Exercise requirements =
Reproduce each of the following records word for word, with nothing changed.

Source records

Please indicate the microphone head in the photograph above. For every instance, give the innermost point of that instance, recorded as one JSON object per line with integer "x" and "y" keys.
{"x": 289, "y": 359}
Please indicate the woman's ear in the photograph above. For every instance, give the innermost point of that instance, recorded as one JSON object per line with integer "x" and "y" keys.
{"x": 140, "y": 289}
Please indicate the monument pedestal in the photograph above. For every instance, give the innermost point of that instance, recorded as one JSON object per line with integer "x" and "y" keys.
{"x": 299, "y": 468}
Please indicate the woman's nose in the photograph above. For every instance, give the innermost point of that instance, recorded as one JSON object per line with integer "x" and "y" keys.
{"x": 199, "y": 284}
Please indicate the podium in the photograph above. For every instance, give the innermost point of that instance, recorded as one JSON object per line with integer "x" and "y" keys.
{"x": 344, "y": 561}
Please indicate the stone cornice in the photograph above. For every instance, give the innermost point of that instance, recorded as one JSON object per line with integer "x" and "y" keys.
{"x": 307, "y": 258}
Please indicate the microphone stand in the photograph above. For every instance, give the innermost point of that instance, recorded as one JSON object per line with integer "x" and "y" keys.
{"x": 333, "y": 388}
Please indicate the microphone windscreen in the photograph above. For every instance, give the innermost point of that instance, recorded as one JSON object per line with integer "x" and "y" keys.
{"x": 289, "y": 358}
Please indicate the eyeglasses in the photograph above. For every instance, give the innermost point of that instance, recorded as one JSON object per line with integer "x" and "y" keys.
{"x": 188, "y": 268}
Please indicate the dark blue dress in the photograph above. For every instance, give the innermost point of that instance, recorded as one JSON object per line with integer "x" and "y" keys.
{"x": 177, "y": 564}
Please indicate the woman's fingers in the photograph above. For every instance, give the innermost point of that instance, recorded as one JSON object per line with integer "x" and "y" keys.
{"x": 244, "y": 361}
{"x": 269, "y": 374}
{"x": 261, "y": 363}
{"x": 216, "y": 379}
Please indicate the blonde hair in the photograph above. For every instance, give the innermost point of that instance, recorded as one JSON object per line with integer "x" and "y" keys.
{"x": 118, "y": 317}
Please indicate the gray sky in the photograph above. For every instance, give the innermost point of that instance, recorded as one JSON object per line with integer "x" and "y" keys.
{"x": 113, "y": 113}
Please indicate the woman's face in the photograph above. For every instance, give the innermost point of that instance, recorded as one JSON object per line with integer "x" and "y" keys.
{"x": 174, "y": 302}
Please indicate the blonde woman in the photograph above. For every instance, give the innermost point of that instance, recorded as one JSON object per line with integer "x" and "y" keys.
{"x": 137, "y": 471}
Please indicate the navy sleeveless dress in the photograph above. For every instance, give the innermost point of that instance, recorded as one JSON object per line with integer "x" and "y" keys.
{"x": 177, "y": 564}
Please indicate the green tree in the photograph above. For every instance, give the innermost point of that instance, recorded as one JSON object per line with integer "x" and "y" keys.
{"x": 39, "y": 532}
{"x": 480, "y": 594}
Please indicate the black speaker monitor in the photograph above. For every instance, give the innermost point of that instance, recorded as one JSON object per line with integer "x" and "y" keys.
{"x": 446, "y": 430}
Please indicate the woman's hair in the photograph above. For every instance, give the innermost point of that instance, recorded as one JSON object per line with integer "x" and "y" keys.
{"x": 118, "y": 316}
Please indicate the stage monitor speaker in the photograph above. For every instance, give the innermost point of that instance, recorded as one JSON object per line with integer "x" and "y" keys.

Result for this exercise =
Please indicate the microphone head in the photograph above. For every instance, give the innermost point of that instance, recorded as one JSON object per line with integer "x" and "y" keys.
{"x": 289, "y": 359}
Please indicate the woman's ear in the photograph above. For every instance, give the innermost point of that instance, recorded as one JSON object per line with integer "x" and "y" keys.
{"x": 140, "y": 289}
Please indicate the monument pedestal in the photograph above. For every instance, give the innermost point of that instance, recorded as one JSON object per line with integer "x" and "y" keys.
{"x": 299, "y": 468}
Please indicate the woman's nose in the photograph above. For every instance, give the innermost point of that instance, recorded as one JSON object per line with integer "x" and "y" keys.
{"x": 199, "y": 284}
Please indicate the podium in the photograph above. For every instance, give the innermost point of that instance, recorded as one JSON object per line with integer "x" and "y" keys.
{"x": 344, "y": 561}
Please indicate the stone cornice in the photograph above. For every instance, give the innermost point of that instance, recorded as one JSON object per line with integer "x" and "y" keys.
{"x": 307, "y": 258}
Please indicate the microphone stand in the photograph above. For every instance, give the innermost point of that instance, recorded as one JSON object per line with integer "x" and "y" keys.
{"x": 333, "y": 388}
Please indicate the microphone windscreen in the photograph above. For every instance, give the innermost point of that instance, recorded as one JSON object per line with integer "x" and "y" keys.
{"x": 289, "y": 358}
Please indicate the eyeglasses in the photograph above. For every instance, give the innermost point of that instance, recorded as one JSON object per line with integer "x" and "y" keys.
{"x": 188, "y": 268}
Please indicate the dark blue dress in the photograph above. For every instance, give the innermost point of that instance, recorded as one JSON object per line with integer "x" and "y" keys.
{"x": 177, "y": 564}
Please indicate the woman's fingers in the photograph above. For every instance, give the innermost point of that instance, recorded as one JSON object per line with integer "x" and "y" keys.
{"x": 244, "y": 361}
{"x": 269, "y": 374}
{"x": 261, "y": 363}
{"x": 216, "y": 379}
Please indicate the blonde hair in the photograph above. For every instance, give the innermost point of that instance, recorded as one JSON object per line with integer "x" and "y" keys.
{"x": 118, "y": 317}
Please indicate the gray sky in the photograph above. For every instance, give the innermost point of that instance, recorded as one JSON object per line with integer "x" and "y" keys.
{"x": 113, "y": 113}
Please indicate the woman's face in the photograph above. For every instance, give the innermost point of that instance, recorded as one JSON object per line with integer "x" and "y" keys.
{"x": 174, "y": 302}
Please indicate the blonde woman in the photograph above. For every instance, give the innermost point of that instance, recorded as one JSON object per line with integer "x" and "y" keys.
{"x": 137, "y": 471}
Please indicate the navy sleeveless dress in the photograph above. For every instance, give the innermost point of that instance, recorded as one JSON object per line with integer "x" and "y" keys.
{"x": 177, "y": 564}
Please indicate the green tree in the photograph above. For every instance, give the innermost point of that instance, recorded as one JSON object per line with integer "x" and "y" keys.
{"x": 39, "y": 532}
{"x": 480, "y": 594}
Please indicate the black speaker monitor in the photograph above. For every instance, give the innermost point of that instance, recorded as one JSON object per line with integer "x" and "y" keys.
{"x": 446, "y": 430}
Please indicate the woman's hair in the photograph above. For every instance, give the innermost point of that instance, recorded as one JSON object per line with integer "x" and "y" keys.
{"x": 118, "y": 316}
Please indicate the stage monitor speaker in the photograph above. For every instance, give the innermost point of that instance, recorded as one JSON object per line with integer "x" and "y" keys.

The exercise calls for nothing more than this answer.